Point annotation records
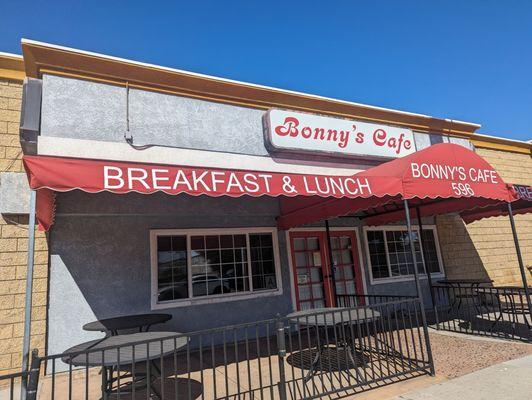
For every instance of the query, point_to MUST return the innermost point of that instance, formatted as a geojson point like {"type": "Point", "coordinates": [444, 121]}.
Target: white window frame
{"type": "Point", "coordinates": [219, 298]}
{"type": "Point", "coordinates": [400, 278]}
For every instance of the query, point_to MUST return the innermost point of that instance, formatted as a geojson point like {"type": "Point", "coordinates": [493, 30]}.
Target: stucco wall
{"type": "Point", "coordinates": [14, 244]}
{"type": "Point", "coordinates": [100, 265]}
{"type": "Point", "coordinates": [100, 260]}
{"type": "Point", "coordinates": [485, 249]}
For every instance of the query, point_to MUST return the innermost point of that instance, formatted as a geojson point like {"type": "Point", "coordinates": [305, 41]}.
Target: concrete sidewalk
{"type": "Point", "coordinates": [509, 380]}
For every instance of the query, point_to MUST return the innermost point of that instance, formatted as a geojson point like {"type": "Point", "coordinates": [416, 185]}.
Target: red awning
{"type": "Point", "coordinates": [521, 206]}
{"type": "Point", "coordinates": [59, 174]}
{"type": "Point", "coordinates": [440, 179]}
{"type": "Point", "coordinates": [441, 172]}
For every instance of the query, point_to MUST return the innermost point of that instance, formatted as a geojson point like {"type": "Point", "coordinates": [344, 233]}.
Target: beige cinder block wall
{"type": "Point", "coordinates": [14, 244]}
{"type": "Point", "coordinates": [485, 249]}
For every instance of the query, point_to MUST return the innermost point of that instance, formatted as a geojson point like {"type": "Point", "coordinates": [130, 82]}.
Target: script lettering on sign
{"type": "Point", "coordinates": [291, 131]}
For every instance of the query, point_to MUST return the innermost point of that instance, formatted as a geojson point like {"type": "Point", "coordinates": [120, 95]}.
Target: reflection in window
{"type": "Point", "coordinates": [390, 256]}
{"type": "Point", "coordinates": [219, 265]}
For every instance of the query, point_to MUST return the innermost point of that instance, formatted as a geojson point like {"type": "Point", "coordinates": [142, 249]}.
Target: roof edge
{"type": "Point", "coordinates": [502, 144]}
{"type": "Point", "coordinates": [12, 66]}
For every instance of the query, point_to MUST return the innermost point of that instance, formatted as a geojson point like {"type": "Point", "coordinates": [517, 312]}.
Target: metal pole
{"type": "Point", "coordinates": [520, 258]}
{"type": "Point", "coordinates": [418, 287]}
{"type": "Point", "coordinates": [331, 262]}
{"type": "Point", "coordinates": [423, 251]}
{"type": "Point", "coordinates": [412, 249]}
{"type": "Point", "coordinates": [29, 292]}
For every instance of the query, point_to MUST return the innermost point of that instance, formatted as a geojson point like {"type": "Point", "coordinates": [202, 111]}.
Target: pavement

==

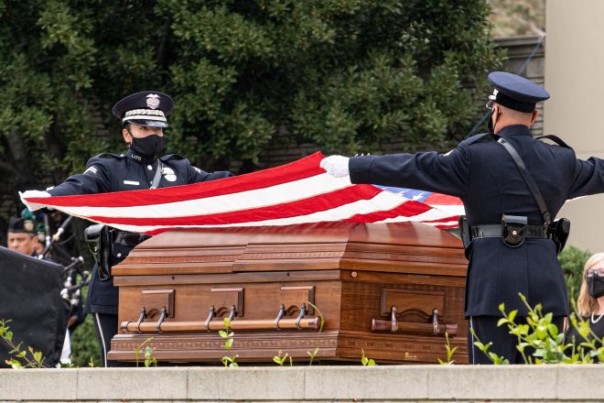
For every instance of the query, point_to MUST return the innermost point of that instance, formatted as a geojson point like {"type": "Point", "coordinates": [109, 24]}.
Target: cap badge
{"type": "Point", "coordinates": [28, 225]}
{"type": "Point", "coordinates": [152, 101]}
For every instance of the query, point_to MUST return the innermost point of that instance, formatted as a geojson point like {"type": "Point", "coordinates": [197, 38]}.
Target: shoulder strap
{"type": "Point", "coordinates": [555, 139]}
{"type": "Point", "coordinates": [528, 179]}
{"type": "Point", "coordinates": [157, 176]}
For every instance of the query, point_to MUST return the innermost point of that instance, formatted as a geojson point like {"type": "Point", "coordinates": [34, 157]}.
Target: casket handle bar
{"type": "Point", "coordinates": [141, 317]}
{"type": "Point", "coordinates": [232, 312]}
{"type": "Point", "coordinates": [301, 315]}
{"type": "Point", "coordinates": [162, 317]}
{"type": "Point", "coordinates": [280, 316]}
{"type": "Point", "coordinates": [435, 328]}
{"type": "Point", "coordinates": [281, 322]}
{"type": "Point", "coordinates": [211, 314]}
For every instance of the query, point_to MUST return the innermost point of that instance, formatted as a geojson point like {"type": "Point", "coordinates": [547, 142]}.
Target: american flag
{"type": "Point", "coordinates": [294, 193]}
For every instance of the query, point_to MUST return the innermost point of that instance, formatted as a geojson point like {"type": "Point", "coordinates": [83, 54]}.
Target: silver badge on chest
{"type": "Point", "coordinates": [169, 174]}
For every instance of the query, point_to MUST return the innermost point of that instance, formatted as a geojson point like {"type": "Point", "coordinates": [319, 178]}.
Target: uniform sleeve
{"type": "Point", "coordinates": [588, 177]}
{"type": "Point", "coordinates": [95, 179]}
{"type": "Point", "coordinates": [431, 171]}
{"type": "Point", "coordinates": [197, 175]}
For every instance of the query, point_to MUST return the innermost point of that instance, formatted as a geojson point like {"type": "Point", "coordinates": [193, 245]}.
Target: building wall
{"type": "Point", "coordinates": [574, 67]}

▸ **Exercise**: Determine how many lines of the material contain the string "badge", treating uppercase and lowercase as different. Give only the number.

▸ **Solution**: 2